> Excerpt:
▼
Huttig Building Products, Inc. Reports Preliminary Results for 2007 Fourth Quarter and Full Year
ST. LOUIS, MO -- 02/05/2008 -- Huttig Building Products, Inc. (NYSE: HBP), a
leading domestic distributor of millwork, building materials and wood
products, today announced preliminary results for the fourth quarter and
year ended December 31, 2007. These results may be subject to adjustment
as a result of the Company's continuing review of goodwill for possible
additional impairment. Any adjustment would result in an additional,
non-cash impairment charge to operating expenses. The review of goodwill
will be completed in connection with the finalization of fourth quarter and
year-end results.
Fourth Quarter Results
Due to the continued decline in housing starts, the Company reported a net
loss of $5.8 million, or ($0.28) per diluted share, in the 2007 fourth
quarter compared to a net loss of $4.3 million, or ($0.21) per diluted
share, in the corresponding year ago quarter. Net sales declined 22% to
$179.9 million compared to $231.1 million in the year ago period. Gross
profit was 19.0% compared to 19.4% in the prior year quarter. The 2007
period includes net charges of $0.5 million to cost of sales and $1.9
million to operating expenses. Approximately $2.0 million of these net
charges relate to cost reduction activities and the remaining $0.4 million
relates to a write-off of goodwill associated with continuing branch
operations. The 2007 results also include a $0.9 million gain from the
sale of a closed facility. The 2006 period includes net charges of $0.5
million to cost of sales and $1.2 million to operating expenses related to
cost reduction activities. Excluding the 2007 gain on the facility sale
and the net charges in both periods, the operating loss amounted to $6.1
million in the 2007 fourth quarter compared to an operating loss of $0.9
million in the prior year quarter.
In December, the Company announced the closure of distribution facilities
in Greensburg, Pennsylvania and Kansas City, Missouri. These closures will
be completed in the 2008 first quarter. The Company will continue to
serve a significant portion of the Greensburg and Kansas City customer base
from adjacent facilities in Ohio, Pennsylvania and Missouri. In the 2007
fourth quarter, Huttig also continued to reduce its overall workforce and
consolidated its corporate headquarters office space in St. Louis,
Missouri. In the 2008 first quarter, the Company expects to incur an
additional $0.5 million in charges related to the cost reduction actions
initiated during the 2007 fourth quarter.
▲
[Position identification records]
▼
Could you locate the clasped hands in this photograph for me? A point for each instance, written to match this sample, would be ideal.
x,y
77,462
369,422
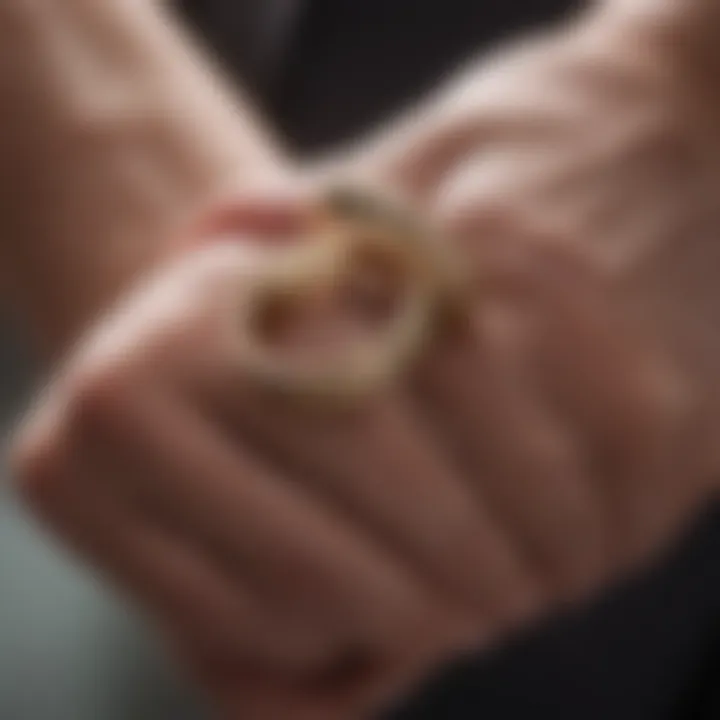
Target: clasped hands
x,y
315,562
▲
> Job A: Rewrite the paragraph of the earnings release beginning "In December, the Company announced" as a short bulleted list that keeps its main facts.
> Job B: Extend the earnings release by writing what would come next after its final sentence.

> Exercise output A:
- In December, the Company announced it would close its distribution facilities in Greensburg, Pennsylvania and Kansas City, Missouri. Both closures will be completed in the 2008 first quarter.
- Adjacent facilities in Ohio, Pennsylvania and Missouri will continue to serve a significant portion of the Greensburg and Kansas City customer base.
- In the 2007 fourth quarter, Huttig continued reducing its overall workforce and consolidated its corporate headquarters office space in St. Louis, Missouri.
- The Company expects an additional $0.5 million in charges in the 2008 first quarter related to the cost reduction actions started in the 2007 fourth quarter.

> Exercise output B:
During the 2007 fourth quarter, Huttig continued its program aimed at
reducing inventories, improving working capital, generating cash and
reducing debt. Inventories declined 9% to $88.7 million at December 31,
2007 from $97.3 million at December 31, 2006. For the full year, net cash
provided from operating activities increased to $13.8 million compared to
$1.3 million in 2006. Bank debt, net of cash, decreased 36% to $23.0
million at December 31, 2007 from $35.7 million a year ago. At December
31, 2007, the Company had $63 million of availability under its revolving
credit facility in addition to outstanding borrowings. Year end total debt
to total capitalization, net of cash, decreased to 19%, compared to 27% at
December 31, 2006. Book value at the 2007 year-end was $4.98 per share.
"While seasonally one of our slowest quarters, the fourth quarter of 2007
was also significantly impacted by the 26% year over year decline in
annualized housing starts, to approximately 1.15 million, from
approximately 1.56 million in the corresponding year ago period," said Jon
Vrabely, President and CEO. "December was a particularly difficult month
as several of our trading areas were affected by winter weather patterns
and many of our large customers curtailed their purchases in an attempt to
reduce their year-end inventory levels. Given these challenges, we believe
Huttig performed reasonably well. Total sales were down only 22%, versus a
market that was off 26%. We believe that we continued to gain market share
in building products, with year over year sales increases in categories
such as composite decking and railing, and fasteners. Excluding charges,
gross profit was 19.2% versus 19.6% in the prior year quarter and operating
expenses decreased by almost $6 million. For the quarter, we generated
more than $10 million in cash from operations and reduced bank debt, net of
cash, to $23 million."
Full Year Results
For the year ended December 31, 2007, the Company's net loss from
continuing operations of $8.0 million, or ($0.39) per diluted share,
compares to a net loss of $7.7 million, or ($0.38) per diluted share, in
the prior year. Net sales declined 21% to $874.8 million compared to
$1,102.7 million in 2006. Sales to national accounts, which represented
36% of 2007 sales, declined by only 18% from 2006 levels. The 2007 period
includes $6.1 million in net charges related to branch closures, other cost
reduction efforts, and the write-off of goodwill, as well as $2.3 million
in gains from the sale of closed facilities. Likewise, the 2006 period
includes $18.9 million in net charges related to the Company's initial
restructuring and cost reduction program as it positioned itself for the
anticipated decline in housing starts. These 2006 net charges included
$10.7 million in asset impairment charges related to the Company's decision
to discontinue implementation of a new enterprise resource planning system
and instead upgrade its existing system. Excluding net charges and gains
on facility sales, the Company experienced an operating loss from
continuing operations of $3.7 million in 2007 compared to an operating
profit of $14.8 million in 2006.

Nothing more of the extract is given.